Segment Start: EXTRACT

The Twelve is second in a post-apocalyptic vampire trilogy, sequel to The Passage, which I surprised myself by loving.
It’s hard to read The Twelve without comparing it to its predecessor and, well, how to say this … The Passage is superior. But here’s the thing – The Passage was predictable and trope-tastic. It followed a well known formula and told the story really well, and with interesting characters. With those established, The Twelve could take a less trodden road, and this story surprised me more than its prequel.
PSST – Major spoilers for The Passage ahead …
The Twelve begins by doubling back in time, to just after the events that created fourteen vampires in the not-too-distant future. We learn what became of a few characters who had been introduced in the first book but whose stories had yet to be told. There’s a lot of back-story in this story, but finally we move to the crux of the plot, which is the characters of the First Colony, along with heroine Amy Bellafonte, using what they’ve learned from the events of The Passage to defeat the remaining eleven virals infected with the vampire virus.
What I Liked
On the whole, my number one favorite thing about The Twelve is Alicia, one of the members of the First Colony who we met in book one. I didn’t really understand the character in the first book, but what Cronin does with her character here is fascinating. Many of the characters in these books are either entirely good or entirely evil – Alicia is one of two, maybe three, characters who can do atrocious things and yet we are completely sympathetic. She’s very well flushed out. Also, the teaser in the back of my paperback copy for the final book in the trilogy centers around Alicia, and it has me on edge for the next book!
You may recall from my review of The Passage that I went in to it expecting a post-apocalyptic dystopia, and was surprised to find it read like a horror novel. It’s here in The Twelve that we get to see the Orwellian society that’s been constructed on the pretense of keeping humans safe. I want to say so much about this part of the book, but don’t want to give too much away — here’s what I will say: I’ve been devouring dystopian fiction ever since I read The Hunger Games series, and the society in this novel holds up to some of my favorites that I’ve read in the past six months. There are assigned worker roles! Brutal leadership! Propaganda! An uprising! … I’ll stop myself there.
What I Didn’t Like
Like I’ve already said, there’s a lot of back story to this story. I was surprised, and not in a good way, at the start of the novel to go all the way back to the start of the first novel and revisit some of those events. Cronin has said that he intends to do this in each of the novels and to keep adding more layers of the story as he tells it. In this case, I don’t think it really worked. There are a couple of distinct plot lines in the 2015 part of the story, and only one of them gets any kind of resolution in The Twelve. On the one hand, this will make the next novel more compelling for me as a reader once it comes out; on the other hand, it made the beginning of this novel drag.
And after that part of the story, before we get to catch up with the characters from 97 A.V. who we left, literally, mid-chase at the end of The Passage, there’s an interim cast of characters (one of whom we met at the end of The Passage.) This part of the story is important and interesting and belongs in this novel — if I could rewrite it, the novel would begin at that moment in the story (the 2015 parts should either be told in the next book, as several threads were left hanging and we’ll surely see those characters again, or in The Passage which would be a more linear telling of the story.)
Lastly, without giving too much away, there are so many characters and so much action in the climactic battle scene that it was really difficult to follow what was happening.
While I didn’t love this book with the same gusto as The Passage, it was also a compelling read and I enjoyed spending time with (most of) the characters. I’m excited to see what’s in store in the third installment.
What I missed in my reading of The Passage but became abundantly clear about 13 pages in to The Twelve (or maybe I should say 12 pages in … har, har) is that this is not merely a really long horror story about vampires. This is an epic tale of humanity and salvation … with vampires.

Segment End: EXTRACT
Segment Start: RECORD EXTRACTS

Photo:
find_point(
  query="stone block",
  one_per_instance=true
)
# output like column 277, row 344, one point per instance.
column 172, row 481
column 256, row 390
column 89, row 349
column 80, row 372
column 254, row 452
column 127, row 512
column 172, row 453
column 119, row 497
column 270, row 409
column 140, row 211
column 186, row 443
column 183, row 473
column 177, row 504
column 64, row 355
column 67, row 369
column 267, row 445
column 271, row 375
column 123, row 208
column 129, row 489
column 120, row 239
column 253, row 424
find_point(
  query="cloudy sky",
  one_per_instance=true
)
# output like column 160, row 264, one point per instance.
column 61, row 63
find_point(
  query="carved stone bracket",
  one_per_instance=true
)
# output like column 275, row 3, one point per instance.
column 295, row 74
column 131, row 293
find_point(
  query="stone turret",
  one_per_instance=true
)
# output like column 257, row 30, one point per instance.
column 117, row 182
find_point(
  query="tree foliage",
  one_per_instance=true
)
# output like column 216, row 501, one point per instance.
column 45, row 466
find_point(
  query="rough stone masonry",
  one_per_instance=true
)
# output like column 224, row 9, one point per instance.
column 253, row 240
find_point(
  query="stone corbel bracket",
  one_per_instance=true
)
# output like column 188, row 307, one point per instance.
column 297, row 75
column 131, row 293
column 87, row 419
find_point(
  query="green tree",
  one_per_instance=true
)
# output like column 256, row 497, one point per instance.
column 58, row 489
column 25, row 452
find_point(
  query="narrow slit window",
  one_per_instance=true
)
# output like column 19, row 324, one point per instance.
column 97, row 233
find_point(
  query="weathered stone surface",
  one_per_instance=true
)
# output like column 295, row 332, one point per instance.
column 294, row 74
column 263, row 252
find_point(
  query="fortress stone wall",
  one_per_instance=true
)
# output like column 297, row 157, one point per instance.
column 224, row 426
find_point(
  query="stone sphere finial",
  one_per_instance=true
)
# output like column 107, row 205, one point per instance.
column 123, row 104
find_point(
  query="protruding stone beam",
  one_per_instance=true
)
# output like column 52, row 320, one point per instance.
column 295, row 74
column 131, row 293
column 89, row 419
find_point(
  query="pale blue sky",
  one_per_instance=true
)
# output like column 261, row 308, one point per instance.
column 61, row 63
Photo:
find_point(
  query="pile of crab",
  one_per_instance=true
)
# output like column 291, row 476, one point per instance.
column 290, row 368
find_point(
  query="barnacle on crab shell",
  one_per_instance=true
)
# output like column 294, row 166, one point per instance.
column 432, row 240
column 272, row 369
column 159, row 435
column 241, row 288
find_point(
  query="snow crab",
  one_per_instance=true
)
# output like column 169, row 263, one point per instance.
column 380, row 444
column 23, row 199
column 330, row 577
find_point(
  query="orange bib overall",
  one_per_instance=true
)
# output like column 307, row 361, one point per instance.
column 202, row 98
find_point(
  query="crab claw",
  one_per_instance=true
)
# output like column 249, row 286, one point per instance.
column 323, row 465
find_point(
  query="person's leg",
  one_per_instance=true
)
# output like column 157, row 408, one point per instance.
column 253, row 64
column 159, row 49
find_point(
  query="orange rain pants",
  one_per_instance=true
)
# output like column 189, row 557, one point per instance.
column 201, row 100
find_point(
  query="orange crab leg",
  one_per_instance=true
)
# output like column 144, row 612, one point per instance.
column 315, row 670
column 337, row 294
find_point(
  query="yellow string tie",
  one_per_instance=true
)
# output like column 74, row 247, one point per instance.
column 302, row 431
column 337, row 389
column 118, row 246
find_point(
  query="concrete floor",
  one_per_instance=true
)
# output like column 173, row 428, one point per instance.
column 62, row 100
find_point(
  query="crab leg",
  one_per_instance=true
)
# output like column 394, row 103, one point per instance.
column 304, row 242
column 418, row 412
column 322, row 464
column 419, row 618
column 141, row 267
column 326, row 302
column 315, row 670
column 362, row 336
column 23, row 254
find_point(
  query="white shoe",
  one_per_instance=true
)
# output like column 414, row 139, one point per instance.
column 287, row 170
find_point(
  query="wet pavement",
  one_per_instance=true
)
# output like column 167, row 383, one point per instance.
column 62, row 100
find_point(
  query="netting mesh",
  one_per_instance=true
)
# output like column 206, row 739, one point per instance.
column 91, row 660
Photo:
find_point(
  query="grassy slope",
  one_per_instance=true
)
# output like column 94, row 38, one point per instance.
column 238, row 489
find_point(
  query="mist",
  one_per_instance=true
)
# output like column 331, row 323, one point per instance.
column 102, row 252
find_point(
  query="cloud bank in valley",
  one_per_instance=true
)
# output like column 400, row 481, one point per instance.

Segment End: RECORD EXTRACTS

* **EXERCISE REQUIREMENTS**
According to the review, why could The Twelve take a less trodden road than The Passage? Answer in one to three sentences. The listing is separate from the review.

* **RESPONSE**
The Passage followed a well-known formula and already set up the story and its interesting characters. With those in place, The Twelve was free to go a less trodden way.